#### What needs to be done
Copy out every item below word for word, in the order given, and leave the pictures out of your copy.

+===+

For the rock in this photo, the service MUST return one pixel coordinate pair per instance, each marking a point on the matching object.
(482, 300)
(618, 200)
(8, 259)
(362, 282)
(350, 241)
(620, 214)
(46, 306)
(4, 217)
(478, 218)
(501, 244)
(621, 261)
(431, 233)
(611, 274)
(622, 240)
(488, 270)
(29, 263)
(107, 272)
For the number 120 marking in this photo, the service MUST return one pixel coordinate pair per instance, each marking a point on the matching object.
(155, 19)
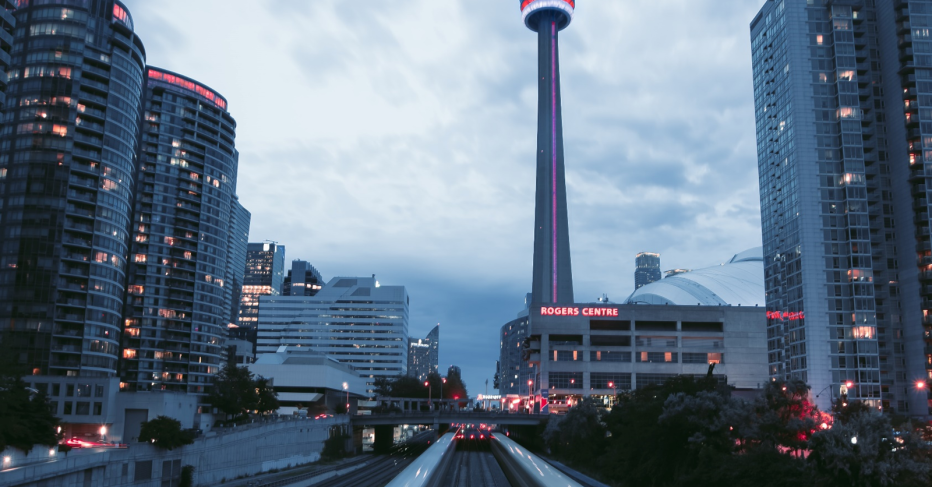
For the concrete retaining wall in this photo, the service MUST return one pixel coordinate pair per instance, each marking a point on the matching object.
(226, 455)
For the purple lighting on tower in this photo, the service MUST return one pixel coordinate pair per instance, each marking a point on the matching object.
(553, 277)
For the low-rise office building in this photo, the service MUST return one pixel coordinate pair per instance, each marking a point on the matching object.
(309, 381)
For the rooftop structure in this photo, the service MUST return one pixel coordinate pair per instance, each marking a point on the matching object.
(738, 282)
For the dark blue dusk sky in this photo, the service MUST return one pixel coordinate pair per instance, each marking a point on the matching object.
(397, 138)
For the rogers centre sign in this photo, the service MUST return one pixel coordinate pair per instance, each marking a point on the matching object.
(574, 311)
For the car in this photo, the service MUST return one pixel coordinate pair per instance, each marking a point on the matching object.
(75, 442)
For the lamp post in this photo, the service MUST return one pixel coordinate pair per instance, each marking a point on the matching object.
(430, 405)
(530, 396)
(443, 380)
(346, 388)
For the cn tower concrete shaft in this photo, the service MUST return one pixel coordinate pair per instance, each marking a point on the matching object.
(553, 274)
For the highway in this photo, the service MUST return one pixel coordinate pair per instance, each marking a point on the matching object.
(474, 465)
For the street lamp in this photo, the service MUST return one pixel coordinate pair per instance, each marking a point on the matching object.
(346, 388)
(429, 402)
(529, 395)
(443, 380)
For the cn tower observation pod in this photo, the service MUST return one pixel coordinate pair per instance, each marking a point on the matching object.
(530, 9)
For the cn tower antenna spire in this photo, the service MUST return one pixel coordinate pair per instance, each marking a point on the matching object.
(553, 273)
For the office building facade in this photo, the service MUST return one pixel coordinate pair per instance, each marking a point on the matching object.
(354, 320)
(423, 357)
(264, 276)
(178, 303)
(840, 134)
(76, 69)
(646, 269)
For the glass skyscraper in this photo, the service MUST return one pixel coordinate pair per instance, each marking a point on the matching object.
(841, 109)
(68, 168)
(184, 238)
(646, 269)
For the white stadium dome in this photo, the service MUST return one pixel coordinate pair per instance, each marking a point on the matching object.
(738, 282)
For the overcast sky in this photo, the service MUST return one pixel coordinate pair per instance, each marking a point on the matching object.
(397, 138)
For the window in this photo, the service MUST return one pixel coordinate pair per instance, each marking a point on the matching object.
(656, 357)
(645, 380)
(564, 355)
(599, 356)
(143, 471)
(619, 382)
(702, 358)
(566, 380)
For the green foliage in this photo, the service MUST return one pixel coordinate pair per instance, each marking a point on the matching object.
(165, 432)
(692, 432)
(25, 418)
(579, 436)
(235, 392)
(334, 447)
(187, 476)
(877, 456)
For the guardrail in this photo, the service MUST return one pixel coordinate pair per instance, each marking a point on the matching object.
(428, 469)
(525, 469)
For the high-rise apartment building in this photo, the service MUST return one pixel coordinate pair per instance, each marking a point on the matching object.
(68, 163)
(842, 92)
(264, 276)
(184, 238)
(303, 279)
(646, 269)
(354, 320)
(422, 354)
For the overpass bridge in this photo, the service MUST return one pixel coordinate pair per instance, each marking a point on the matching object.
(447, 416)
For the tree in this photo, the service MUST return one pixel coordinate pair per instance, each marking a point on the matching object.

+===+

#### Complete response
For the rock in this photo, the service MUST return one pixel coordinate pair per instance, each marking a point on the matching object.
(482, 300)
(618, 200)
(8, 259)
(362, 282)
(350, 241)
(620, 214)
(46, 306)
(4, 217)
(478, 218)
(501, 244)
(621, 261)
(431, 233)
(611, 274)
(622, 240)
(488, 270)
(29, 263)
(107, 272)
For the number 120 marking in this photo, the service MUST return one pixel coordinate pair per instance, each marking a point on the matching object.
(155, 19)
For the concrete retaining wall in this photo, the service MUST return one pixel coordinate pair per instance, each marking a point on the matching object.
(226, 455)
For the purple lighting on tower in this photo, the service MUST return one pixel coordinate pair per instance, each marking a point on the matching object.
(553, 277)
For the low-rise office building in this photo, the service MUST return one pixel coordinate pair per instance, each marking a point on the matching object.
(309, 381)
For the rooftop structure in this photo, the service MUST return one pixel coordinate pair per instance, each marking a point on the matching object.
(738, 282)
For the dark blue dusk sky in this photo, the service MUST return one pixel coordinate pair per instance, each marking a point on the matching object.
(397, 138)
For the rogers centre sign in this photo, the service MUST return one pixel coordinate pair per instance, each marking a point on the matching object.
(574, 311)
For the car in this photo, the service MUST return one pixel coordinate pair per instance, each marking a point on the matching object.
(75, 442)
For the lamp post in this photo, the service MUST return one pixel coordinate pair per instance, each marking a point on the matching object.
(430, 405)
(530, 396)
(443, 380)
(346, 388)
For the cn tower concrete shaft in this photo, the service MUST return one pixel coordinate pair per instance, each marking a point on the matching object.
(553, 274)
For the highway in this photo, the service MUST return one pixel coordinate pair per instance, each marking a point on the matching object.
(474, 465)
For the street lamp in this photo, the service MUST return one pixel coordinate pair per instance, each marking a point on the matching object.
(346, 388)
(429, 402)
(529, 395)
(443, 380)
For the cn tower observation pod in this photo, the service MUST return one pixel coordinate pair per instance, each marking a point on the matching object.
(530, 9)
For the cn tower antenna spire in this photo, the service MUST return one pixel coordinate pair per instance, each marking a point on the matching object.
(553, 273)
For the office building facade in this photo, the service MUST return one pixel coordinate pair per instance, each marking a point on the matching object.
(354, 320)
(423, 357)
(264, 276)
(178, 303)
(840, 134)
(76, 69)
(646, 269)
For the glass skyscraper in this photo, the service MUST return one pixel coordinate pair per instance, each marking a point on the matching object.
(841, 109)
(68, 168)
(184, 238)
(646, 269)
For the white stadium dome in this photo, the service MUST return one pixel coordinate pair per instance, each marking a point on the matching object.
(738, 282)
For the overcast sky in this photo, the service MUST return one pixel coordinate pair per instance, each marking a point on the matching object.
(397, 138)
For the window in this photo, the service MUST return one pixel coordinate pair per instance, each marking a point on the matching object.
(656, 357)
(645, 380)
(564, 355)
(599, 356)
(143, 471)
(619, 382)
(702, 358)
(566, 380)
For the green foliage in this photo, the service MUST return one pixel coordinate pair per instance, each marking a point on the matching object.
(165, 432)
(692, 432)
(25, 418)
(579, 436)
(235, 392)
(334, 447)
(187, 476)
(877, 456)
For the guardrail in this photo, the service MUST return one pixel coordinate pair per instance, each marking a point on the matching object.
(428, 469)
(525, 469)
For the high-rise apartment building in this photo, the service MUST return one pixel coordinate pair per instance, each marking a point on the matching object.
(68, 163)
(842, 92)
(264, 276)
(184, 238)
(303, 279)
(646, 269)
(354, 320)
(422, 354)
For the overpass bridge in this photo, the service MUST return one pixel coordinate pair per instance, each marking a point on the matching object.
(447, 416)
For the tree in this photo, the service MUST return one pixel coordinate pair per instance, each marking a point on the matching object.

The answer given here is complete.